## INPUT DATA
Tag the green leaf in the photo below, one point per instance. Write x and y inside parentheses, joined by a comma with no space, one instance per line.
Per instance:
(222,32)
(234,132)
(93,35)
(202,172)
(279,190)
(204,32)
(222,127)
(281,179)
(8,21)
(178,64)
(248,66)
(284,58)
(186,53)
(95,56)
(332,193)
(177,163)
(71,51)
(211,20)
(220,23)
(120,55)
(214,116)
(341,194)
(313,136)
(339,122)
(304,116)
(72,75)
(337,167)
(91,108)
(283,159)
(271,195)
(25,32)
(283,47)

## ABOUT THIS EXERCISE
Exactly as they appear above, give the entries again.

## EXPECTED ANSWER
Tag the green leaf in the photo below, one point per instance. Write x and y inside parentheses, joined by a comma with no space, one instance per line.
Per instance:
(222,32)
(234,132)
(93,35)
(202,172)
(279,190)
(204,32)
(222,127)
(281,179)
(8,21)
(178,64)
(248,66)
(284,58)
(186,53)
(95,56)
(332,193)
(177,163)
(71,51)
(211,20)
(220,23)
(120,55)
(214,116)
(341,194)
(313,136)
(339,122)
(304,116)
(72,75)
(337,167)
(91,108)
(283,159)
(271,195)
(25,32)
(283,47)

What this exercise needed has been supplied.